TRECHO DO DOCUMENTO
········
As Estações, a Primavera
É primavera no hemisfério norte. Para nós ela chegará somente após o inverno. Mesmo que em nosso hemisfério as diferenças entre as estações não são tão nítidas é possível perceber quando uma nova estação chega. Não é primavera. O perfume ainda não mudou. Poucas flores estão por aí. Em muitas circunstâncias e situações e em todas as estações a vida mostra a sua força, ela prossegue. Mas na Primaverá é fácil aguçar a sensibilidade e perceber que a vida está renascendo, está manifestando o seu lado belo e sedutor com suavidade, fragrâncias e cores.
Aprendemos aos poucos a linguagem da natureza. Deixamos de destacar somente a sua fúria, aquela que se manifesta através dos furacões, dos terremotos, das secas e das enchentes, e passamos a olhar com carinho a sua beleza, a sua força vital e os seus fenômenos que, antes, gestam a vida. Compreendemos que a natureza e os seres humanos se interagem, são dependentes um do outro, que a vida e a manutenção dos recursos naturais dependem da qualidade desta interação. Já é consenso em alguns segmentos da comunidade humana que o nosso mundo interno, saúde ou doença psicológica, saúde ou doença emocional, carências, afinidades, sonhos, fantasias, medos, angústias, alegrias e tristezas, sofre influência e interferência direta do mundo externo, da luz, dos aromas, do calor, da fauna, da flora, do ar, da água, das cores, da chuva, do vento e da terra.
········
ENTRADAS FORNECIDAS
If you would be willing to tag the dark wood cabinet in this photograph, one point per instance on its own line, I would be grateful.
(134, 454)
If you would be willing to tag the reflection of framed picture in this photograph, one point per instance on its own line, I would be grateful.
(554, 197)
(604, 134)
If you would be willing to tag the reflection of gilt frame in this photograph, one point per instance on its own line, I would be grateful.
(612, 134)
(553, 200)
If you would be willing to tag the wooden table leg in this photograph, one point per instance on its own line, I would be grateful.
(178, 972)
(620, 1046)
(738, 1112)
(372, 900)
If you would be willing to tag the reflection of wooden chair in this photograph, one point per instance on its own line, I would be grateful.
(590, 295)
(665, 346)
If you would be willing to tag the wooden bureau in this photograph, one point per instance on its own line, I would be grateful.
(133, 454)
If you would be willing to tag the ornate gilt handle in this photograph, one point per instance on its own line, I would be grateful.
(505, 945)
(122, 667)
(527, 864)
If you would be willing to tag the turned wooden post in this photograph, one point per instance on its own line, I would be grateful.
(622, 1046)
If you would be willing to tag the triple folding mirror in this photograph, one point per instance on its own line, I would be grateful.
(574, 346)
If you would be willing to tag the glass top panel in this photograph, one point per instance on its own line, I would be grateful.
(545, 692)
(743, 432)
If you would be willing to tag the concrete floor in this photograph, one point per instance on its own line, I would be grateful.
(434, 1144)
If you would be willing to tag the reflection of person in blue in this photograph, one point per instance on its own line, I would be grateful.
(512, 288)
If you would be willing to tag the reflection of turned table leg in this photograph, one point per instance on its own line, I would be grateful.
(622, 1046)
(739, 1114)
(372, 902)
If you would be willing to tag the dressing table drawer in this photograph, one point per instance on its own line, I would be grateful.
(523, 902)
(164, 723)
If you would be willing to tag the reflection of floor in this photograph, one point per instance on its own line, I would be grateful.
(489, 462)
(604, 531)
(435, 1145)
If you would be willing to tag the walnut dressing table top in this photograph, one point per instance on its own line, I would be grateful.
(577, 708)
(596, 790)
········
PROBLEMAS A RESOLVER
1. Diga se cada afirmação concorda com o texto sobre a primavera, respondendo sim ou não e citando literalmente as palavras do texto que decidem: (a) no hemisfério de quem escreve, as diferenças entre as estações são bem nítidas; (b) a natureza e os seres humanos dependem um do outro; (c) já há muitas flores por aí.
2. Reproduza palavra por palavra o trecho do texto sobre a primavera que abre com as palavras "As Estações, a" e fecha com "fragrâncias e cores.".
As entradas não têm papel algum aqui.

RESPOSTAS DADAS
1.
(a) Não: "Mesmo que em nosso hemisfério as diferenças entre as estações não são tão nítidas"
(b) Sim: "são dependentes um do outro"
(c) Não: "Poucas flores estão por aí."

2.
As Estações, a Primavera
É primavera no hemisfério norte. Para nós ela chegará somente após o inverno. Mesmo que em nosso hemisfério as diferenças entre as estações não são tão nítidas é possível perceber quando uma nova estação chega. Não é primavera. O perfume ainda não mudou. Poucas flores estão por aí. Em muitas circunstâncias e situações e em todas as estações a vida mostra a sua força, ela prossegue. Mas na Primaverá é fácil aguçar a sensibilidade e perceber que a vida está renascendo, está manifestando o seu lado belo e sedutor com suavidade, fragrâncias e cores.